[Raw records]

[start]

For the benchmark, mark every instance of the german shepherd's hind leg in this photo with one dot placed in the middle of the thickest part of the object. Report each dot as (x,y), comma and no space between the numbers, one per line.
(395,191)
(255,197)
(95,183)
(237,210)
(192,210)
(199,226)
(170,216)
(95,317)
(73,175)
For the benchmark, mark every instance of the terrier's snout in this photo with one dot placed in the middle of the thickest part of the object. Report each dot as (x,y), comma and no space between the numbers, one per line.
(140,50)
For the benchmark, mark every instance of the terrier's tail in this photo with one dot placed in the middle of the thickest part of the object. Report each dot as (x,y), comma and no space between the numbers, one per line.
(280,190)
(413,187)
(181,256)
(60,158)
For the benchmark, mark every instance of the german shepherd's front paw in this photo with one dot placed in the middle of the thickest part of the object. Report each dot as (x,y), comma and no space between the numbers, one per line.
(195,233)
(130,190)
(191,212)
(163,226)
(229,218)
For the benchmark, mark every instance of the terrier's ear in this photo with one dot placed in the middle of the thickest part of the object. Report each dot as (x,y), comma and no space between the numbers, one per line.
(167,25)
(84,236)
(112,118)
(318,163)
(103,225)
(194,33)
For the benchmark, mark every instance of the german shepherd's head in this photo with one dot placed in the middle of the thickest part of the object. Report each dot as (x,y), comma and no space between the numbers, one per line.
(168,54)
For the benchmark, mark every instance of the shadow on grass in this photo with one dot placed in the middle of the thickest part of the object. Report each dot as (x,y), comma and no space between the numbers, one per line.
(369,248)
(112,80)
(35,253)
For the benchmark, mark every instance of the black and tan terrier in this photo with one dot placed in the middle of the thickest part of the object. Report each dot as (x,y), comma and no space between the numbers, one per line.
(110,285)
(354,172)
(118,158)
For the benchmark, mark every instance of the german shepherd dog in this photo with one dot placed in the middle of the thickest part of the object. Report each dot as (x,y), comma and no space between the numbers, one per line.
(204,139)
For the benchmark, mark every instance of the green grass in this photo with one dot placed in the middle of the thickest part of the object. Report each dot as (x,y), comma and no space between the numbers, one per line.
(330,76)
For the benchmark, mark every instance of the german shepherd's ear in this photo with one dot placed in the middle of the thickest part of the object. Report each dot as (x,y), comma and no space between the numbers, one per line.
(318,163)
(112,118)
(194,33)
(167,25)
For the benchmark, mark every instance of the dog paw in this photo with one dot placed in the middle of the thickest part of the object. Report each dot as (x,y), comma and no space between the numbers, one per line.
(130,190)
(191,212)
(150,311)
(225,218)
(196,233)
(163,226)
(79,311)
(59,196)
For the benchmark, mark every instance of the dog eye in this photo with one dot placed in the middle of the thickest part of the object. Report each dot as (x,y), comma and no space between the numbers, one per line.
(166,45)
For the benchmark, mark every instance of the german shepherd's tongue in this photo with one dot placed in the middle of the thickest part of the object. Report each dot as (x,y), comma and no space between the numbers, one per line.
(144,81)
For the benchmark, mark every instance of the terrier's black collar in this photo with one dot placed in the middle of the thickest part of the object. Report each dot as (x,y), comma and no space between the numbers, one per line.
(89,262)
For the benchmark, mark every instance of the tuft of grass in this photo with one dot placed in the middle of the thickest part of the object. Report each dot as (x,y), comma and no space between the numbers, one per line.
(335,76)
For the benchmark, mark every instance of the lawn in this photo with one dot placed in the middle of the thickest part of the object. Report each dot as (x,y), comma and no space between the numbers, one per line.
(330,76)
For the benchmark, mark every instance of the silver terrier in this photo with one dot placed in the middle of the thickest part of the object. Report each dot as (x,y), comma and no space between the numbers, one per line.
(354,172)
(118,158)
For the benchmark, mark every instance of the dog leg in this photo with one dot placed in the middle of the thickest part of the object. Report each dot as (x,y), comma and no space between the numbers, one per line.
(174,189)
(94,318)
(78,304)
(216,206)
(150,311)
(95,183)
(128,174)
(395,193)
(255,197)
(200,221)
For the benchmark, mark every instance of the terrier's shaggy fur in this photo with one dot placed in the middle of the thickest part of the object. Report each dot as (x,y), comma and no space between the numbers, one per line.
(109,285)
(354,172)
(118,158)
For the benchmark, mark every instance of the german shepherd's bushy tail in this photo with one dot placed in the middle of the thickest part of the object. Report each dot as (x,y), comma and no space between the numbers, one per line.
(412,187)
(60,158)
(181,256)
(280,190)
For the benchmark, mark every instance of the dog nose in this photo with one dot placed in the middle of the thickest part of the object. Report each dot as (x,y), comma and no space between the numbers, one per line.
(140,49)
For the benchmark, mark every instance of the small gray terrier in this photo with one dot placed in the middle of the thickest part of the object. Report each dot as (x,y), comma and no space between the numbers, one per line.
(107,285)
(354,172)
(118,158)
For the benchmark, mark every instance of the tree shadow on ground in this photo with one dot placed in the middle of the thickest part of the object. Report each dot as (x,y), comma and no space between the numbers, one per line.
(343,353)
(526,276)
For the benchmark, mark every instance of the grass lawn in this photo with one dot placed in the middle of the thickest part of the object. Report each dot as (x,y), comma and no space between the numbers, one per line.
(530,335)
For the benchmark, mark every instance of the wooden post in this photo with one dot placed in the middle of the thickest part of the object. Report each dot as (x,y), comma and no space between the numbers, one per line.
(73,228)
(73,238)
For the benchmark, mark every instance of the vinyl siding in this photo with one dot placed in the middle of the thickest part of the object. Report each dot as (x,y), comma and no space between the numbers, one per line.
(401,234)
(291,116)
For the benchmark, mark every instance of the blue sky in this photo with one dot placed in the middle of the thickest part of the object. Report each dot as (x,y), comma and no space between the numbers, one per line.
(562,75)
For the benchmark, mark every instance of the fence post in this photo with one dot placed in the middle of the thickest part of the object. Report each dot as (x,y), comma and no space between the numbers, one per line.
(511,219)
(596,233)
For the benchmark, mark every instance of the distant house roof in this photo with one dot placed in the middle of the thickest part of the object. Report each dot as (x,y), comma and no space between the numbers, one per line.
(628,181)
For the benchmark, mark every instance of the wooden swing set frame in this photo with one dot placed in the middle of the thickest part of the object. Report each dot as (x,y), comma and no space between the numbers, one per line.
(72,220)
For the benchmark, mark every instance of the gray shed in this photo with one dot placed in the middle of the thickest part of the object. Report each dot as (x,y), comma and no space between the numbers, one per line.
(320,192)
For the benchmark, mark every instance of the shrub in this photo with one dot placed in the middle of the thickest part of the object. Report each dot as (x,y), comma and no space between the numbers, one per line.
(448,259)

[end]

● **Aim**:
Write out all the items again, replacing "thickest part" with "widest part" and leaving everything else unchanged.

● **Exercise response**:
For the benchmark, mark every instance of the german shepherd's hind leg in this photo with one dot placed in the middle of the widest part of the object. Report each dot as (x,y), comma and no space between the numbers, one per line.
(395,191)
(255,197)
(95,183)
(237,210)
(192,210)
(199,226)
(170,216)
(95,317)
(73,175)
For the benchmark, mark every instance of the terrier's snout in this photo with one dot placed in the middle of the widest part of the object. Report each dot as (x,y), comma and no space between the numbers, one per line.
(140,50)
For the benchmark, mark every instance of the terrier's tail in this photo with one dot placed in the middle of the widest part of the object. Report each dot as (x,y), comma and no space between the numbers, one per line.
(280,190)
(413,187)
(181,256)
(60,158)
For the benchmark, mark every instance of the german shepherd's front paw in this photo with one dot placed in the middle of the widest part of the object. Report each dot as (x,y), comma and no space between the numbers, one per line.
(195,233)
(130,190)
(191,212)
(163,226)
(229,218)
For the benchmark, mark every instance of the terrier's ear in this photo with one dot placed in the middle of the widest part of the object. Report each dot as (x,y), comma and no space between the numbers, one per line.
(167,25)
(84,236)
(112,118)
(318,163)
(103,225)
(194,33)
For the benchmark, mark every instance of the german shepherd's head in this photo with one dot placed in the middle of the widest part of the object. Report each dot as (x,y), comma and no space between the numbers, one per line.
(168,54)
For the benchmark, mark every instance of the shadow on grass in this photo with one dot placed in the middle of the widest part of the object. Report each dot as (x,y), comma and no space between the numbers, one per line.
(369,248)
(112,80)
(35,253)
For the benchmark, mark every instance of the black and tan terrier in this photo with one dot placed in the middle of the widest part of the object. Report each dot as (x,y), comma and no space between the numbers, one per line.
(110,285)
(354,172)
(118,158)
For the benchmark, mark every instance of the german shepherd dog in this photo with one dot placed in the middle of the widest part of the object. Report each dot as (x,y), comma and no space between the numbers, one per line.
(204,139)
For the benchmark, mark every instance of the green grass in this photo with one dot placed in the middle of the widest part of the object. Report each dot as (x,y), comma and no space between the numbers, one per line.
(330,76)
For the benchmark, mark every instance of the german shepherd's ear in this photo with one dot placed in the middle of the widest part of the object. Report each dot as (x,y), comma and no space between the numbers, one per line.
(318,163)
(112,118)
(194,33)
(167,25)
For the benchmark, mark every instance of the dog paw in this photo with one dot placed in the middle of the widest part of the object. Report each dot as (x,y), comma and no space between the numbers, one per line.
(130,190)
(191,212)
(150,311)
(225,218)
(196,233)
(163,226)
(79,311)
(59,196)
For the benchmark, mark every instance of the dog eye in this photo with one dot placed in the middle of the widest part of the object. Report each dot as (x,y), comma and no space between the numbers, one per line.
(166,45)
For the benchmark, mark every instance of the german shepherd's tongue in this photo with one dot placed in the middle of the widest part of the object. Report each dot as (x,y), comma and no space between the numbers, one per line.
(144,81)
For the benchmark, mark every instance of the terrier's black collar in this photo with one dot placed in the middle of the widest part of the object. Report each dot as (x,y), comma and no space between the numbers, one per line.
(89,262)
For the benchmark, mark every instance of the tuft of grass in this photo with one dot placed in the middle of the widest part of the object. Report each dot as (x,y), comma and no space between the numbers, one per line.
(335,76)
For the benchmark, mark every instance of the lawn in this photo with one dot placed in the middle of the widest part of the object. Report each dot as (x,y), comma and no space between the numbers, one per line.
(330,76)
For the benchmark, mark every instance of the silver terrier in this photo with one dot placed in the middle of the widest part of the object. Report each dot as (x,y), comma and no space between the numbers, one per line.
(354,172)
(118,158)
For the benchmark, mark every instance of the dog leg in this photo with one dot placed in the middle of the widest part of the object. Report each dot as (x,y), comma and no space between the numbers, one per line.
(174,189)
(94,318)
(78,304)
(216,206)
(150,311)
(95,183)
(128,174)
(395,193)
(255,197)
(200,221)
For the benchmark, mark every instance of the terrier's shaggy fur in this photo with one dot placed in the middle of the widest part of the object. Report each dot as (x,y), comma and no space between the numbers, one per line.
(109,285)
(354,172)
(118,158)
For the benchmark, mark every instance of the german shepherd's bushy tail in this photo with one dot placed in the middle of the widest part of the object. Report each dot as (x,y), comma and no space between the numbers, one per line.
(412,187)
(60,158)
(181,256)
(280,190)
For the benchmark, mark every instance of the dog nose in this photo with one dot placed in the middle of the widest part of the object. Report each dot as (x,y), comma and no space between the numbers, one per line.
(140,49)
For the benchmark, mark every instance of the small gray terrier in this photo with one dot placed in the middle of the widest part of the object. Report each dot as (x,y), comma and no space between the numbers, one per line.
(107,285)
(354,172)
(118,158)
For the benchmark, mark every instance of the tree shadow on ground in this photo with one dot placed in the middle of the widest part of the object. Report each dot as (x,y), comma and no space between the numbers, one per line.
(343,353)
(526,276)
For the benchmark, mark every instance of the grass lawn in this photo with one dot placed in the middle of the widest part of the object. Report each dot as (x,y), comma and no space between the numbers, one per line.
(530,335)
For the benchmark, mark every instance of the wooden post in this photo with one dot placed in the middle of the widest part of the object. Report each dot as (x,y), comma and no space between the numbers, one per line.
(73,228)
(73,238)
For the benchmark, mark every instance of the vinyl siding in this photo with one dot placed in the middle of the widest part of the object. Report each dot as (x,y), comma and no space between the numbers, one per line.
(401,234)
(291,116)
For the benchmark, mark every instance of the blue sky in this photo with one dot placed in the middle of the widest part of the object. Report each dot as (x,y), comma and no space between the numbers, one per line.
(562,75)
For the benchmark, mark every instance of the fence post in this photo with one dot placed in the middle of the widest part of the object. Report each dot as (x,y), comma and no space between the numbers, one per line.
(511,219)
(596,233)
For the benchmark, mark every instance of the distant house roof in this photo with one dot placed in the middle of the widest part of the object. Report each dot as (x,y), comma and no space between the numbers, one per line.
(628,181)
For the benchmark, mark every instance of the wooden swing set frame in this photo with one dot placed in the middle of the widest part of the object. Report each dot as (x,y), comma and no space between the numbers, one per line.
(72,220)
For the benchmark, mark every instance of the gray shed in this photo with one dot placed in the middle of the widest part of the object. Report each dot as (x,y), comma and no space between the numbers, one per line.
(320,192)
For the benchmark, mark every instance of the shrub in this photo with one dot placed in the middle of the widest part of the object. Report each dot as (x,y), comma and no space between the numbers, one per line.
(448,259)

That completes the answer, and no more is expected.